PROBLEM DESCRIPTION: Repeat every entry below exactly.

[Point localization data]
--
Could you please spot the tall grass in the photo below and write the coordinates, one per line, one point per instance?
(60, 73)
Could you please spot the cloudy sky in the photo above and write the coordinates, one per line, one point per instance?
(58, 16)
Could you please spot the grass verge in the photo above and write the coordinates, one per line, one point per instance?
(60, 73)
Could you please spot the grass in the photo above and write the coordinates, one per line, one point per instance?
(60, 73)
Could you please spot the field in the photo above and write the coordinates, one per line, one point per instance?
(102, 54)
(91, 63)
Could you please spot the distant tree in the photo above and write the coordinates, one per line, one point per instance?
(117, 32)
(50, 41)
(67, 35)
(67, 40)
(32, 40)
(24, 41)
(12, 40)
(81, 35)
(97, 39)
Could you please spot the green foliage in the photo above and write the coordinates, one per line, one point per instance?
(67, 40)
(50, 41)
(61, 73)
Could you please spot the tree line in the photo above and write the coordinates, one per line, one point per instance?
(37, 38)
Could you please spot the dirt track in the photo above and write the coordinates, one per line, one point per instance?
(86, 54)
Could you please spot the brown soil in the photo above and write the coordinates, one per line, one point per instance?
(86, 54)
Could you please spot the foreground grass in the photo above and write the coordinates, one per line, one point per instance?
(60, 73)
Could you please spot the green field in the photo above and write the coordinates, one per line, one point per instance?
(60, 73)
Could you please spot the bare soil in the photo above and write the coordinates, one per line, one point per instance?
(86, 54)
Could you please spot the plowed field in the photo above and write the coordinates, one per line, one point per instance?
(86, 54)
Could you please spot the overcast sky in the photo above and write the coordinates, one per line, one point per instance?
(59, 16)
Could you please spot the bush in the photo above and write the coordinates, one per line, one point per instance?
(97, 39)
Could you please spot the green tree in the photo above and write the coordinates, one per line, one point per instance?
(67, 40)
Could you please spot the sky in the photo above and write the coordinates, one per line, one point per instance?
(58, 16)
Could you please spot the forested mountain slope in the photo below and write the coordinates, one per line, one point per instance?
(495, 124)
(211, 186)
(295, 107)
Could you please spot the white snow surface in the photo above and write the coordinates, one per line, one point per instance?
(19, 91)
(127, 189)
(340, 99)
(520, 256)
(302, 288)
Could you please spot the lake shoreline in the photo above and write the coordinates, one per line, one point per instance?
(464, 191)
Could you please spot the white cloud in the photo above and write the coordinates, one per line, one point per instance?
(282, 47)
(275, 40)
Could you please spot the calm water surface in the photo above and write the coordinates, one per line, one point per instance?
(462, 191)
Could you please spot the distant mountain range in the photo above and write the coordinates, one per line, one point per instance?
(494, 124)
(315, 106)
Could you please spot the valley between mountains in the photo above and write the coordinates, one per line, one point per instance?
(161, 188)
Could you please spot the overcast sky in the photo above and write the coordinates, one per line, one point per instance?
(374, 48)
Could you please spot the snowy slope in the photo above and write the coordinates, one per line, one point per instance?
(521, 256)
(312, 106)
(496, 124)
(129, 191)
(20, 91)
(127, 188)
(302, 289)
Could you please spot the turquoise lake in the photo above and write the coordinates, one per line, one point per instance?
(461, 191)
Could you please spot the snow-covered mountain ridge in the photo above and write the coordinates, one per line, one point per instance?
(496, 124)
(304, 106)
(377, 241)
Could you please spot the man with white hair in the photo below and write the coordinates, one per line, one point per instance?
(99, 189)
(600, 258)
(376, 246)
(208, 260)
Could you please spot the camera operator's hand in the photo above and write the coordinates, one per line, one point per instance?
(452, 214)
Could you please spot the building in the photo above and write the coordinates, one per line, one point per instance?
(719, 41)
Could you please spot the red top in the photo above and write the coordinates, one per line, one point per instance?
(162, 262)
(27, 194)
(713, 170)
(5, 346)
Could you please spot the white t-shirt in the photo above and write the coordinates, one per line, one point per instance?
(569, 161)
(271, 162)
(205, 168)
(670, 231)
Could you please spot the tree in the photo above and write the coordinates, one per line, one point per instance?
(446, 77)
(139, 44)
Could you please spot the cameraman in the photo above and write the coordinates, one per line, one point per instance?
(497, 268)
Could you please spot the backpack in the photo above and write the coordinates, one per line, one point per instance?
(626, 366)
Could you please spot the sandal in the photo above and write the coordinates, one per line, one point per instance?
--
RESULT:
Could you please spot the tall grass in the photo below and write the coordinates, one per line, one point per instance?
(60, 73)
Could you please spot the cloudy sky in the photo above and write the coordinates, one per line, one point per instance?
(58, 16)
Could you please spot the grass verge in the photo above and write the coordinates, one per line, one point per instance?
(60, 73)
Could you please spot the grass in the photo above and write the coordinates, one per line, one point per instance?
(60, 73)
Could you please spot the field in the photo above and write the coordinates, one per line, one point per instance?
(102, 54)
(91, 63)
Could you please spot the distant tree in the photo above and write the coordinates, one per line, one point per instance?
(117, 32)
(50, 41)
(67, 35)
(67, 40)
(32, 40)
(24, 41)
(12, 40)
(81, 35)
(97, 39)
Could you please spot the green foliage in the photo above and write the coordinates, one per line, one point per instance?
(67, 40)
(50, 41)
(61, 73)
Could you please spot the tree line in the photo above and write the coordinates, one per line, one point per instance?
(37, 38)
Could you please spot the dirt track in the photo above and write the coordinates, one per line, one point per instance?
(86, 54)
Could you please spot the brown soil in the photo above and write the coordinates, one per line, one point per instance?
(86, 54)
Could you please spot the foreground grass in the photo above and write the coordinates, one per line, one point per instance?
(60, 73)
Could you please spot the green field in the photo above and write the coordinates, one per line, one point per instance?
(60, 73)
Could you please spot the bare soil in the photo above and write the coordinates, one per line, one point per instance?
(86, 54)
Could you please spot the plowed field in the photo above and write the coordinates, one per line, one point per instance?
(86, 54)
Could you please spot the overcast sky in the photo above and write the coordinates, one per line, one point per instance?
(59, 16)
Could you please spot the bush in the photo above and write the coordinates, one per line, one point per instance?
(97, 39)
Could you please spot the green tree in the photo above and write the coordinates, one per line, one point per instance?
(67, 40)
Could you please spot the sky in the photo above and write the coordinates, one per line, one point per instance?
(58, 16)
Could you please spot the forested mountain slope in the photo below and write the coordinates, one per line, one point per instance?
(495, 124)
(211, 186)
(295, 107)
Could you please spot the white snow surface in the photo above and write the coordinates, one per line, one point per instance?
(19, 91)
(127, 189)
(340, 99)
(520, 256)
(302, 288)
Could you please spot the lake shoreline in the photo above and write the coordinates, one per line, one point per instance?
(464, 191)
Could you please spot the white cloud in the photo above and write the coordinates, one per line, one point per instance?
(282, 47)
(275, 40)
Could you please spot the calm water surface in the photo above and write the coordinates, one per line, one point per instance?
(462, 191)
Could you please spot the distant mountain range in the photo above and write the coordinates, one per line, one point per instance?
(494, 124)
(315, 106)
Could you please spot the valley between mountains in the photo above and write the coordinates, one per line, one point per instance?
(161, 188)
Could you please spot the overcast sky in the photo above and write the coordinates, one per line, one point per instance?
(374, 48)
Could you please spot the snowy slope in the photo above and write the coordinates, one per line, one point per instance?
(521, 256)
(312, 106)
(496, 124)
(129, 191)
(20, 91)
(127, 188)
(302, 289)
Could you please spot the turquoise lake in the photo above and write the coordinates, one per line, one point per instance?
(461, 191)
Could you please spot the snow-covered mountain ridge in the photo above and write the coordinates, one per line, one point per instance?
(496, 124)
(304, 106)
(377, 241)
Could you please spot the man with white hair in the photo below and write the coordinates, one per line, one point per instance?
(99, 189)
(600, 258)
(376, 246)
(208, 260)
Could you please spot the camera operator's hand in the photo above and write the coordinates, one per line, one point per instance?
(452, 214)
Could you please spot the building in the photo above and write the coordinates, one per line, one point per instance?
(719, 41)
Could you please spot the red top in the photo above and write the coordinates, one per line, one point per instance?
(162, 262)
(27, 194)
(713, 170)
(5, 346)
Could you please spot the white t-shirt in the photo above and write the coordinates, one per line, one point per instance?
(569, 161)
(271, 162)
(205, 168)
(670, 231)
Could you please spot the tree in the photo above and write the coordinates, one per line, one point per instance?
(446, 77)
(139, 44)
Could you please spot the cameraman in the photo above and write the coordinates, one per line, one point per instance?
(497, 268)
Could you please spot the backpack in the photo above and write the coordinates, one per line, one point per instance?
(626, 366)
Could you please spot the sandal in the photo above and write the coordinates, one per line, one point per instance?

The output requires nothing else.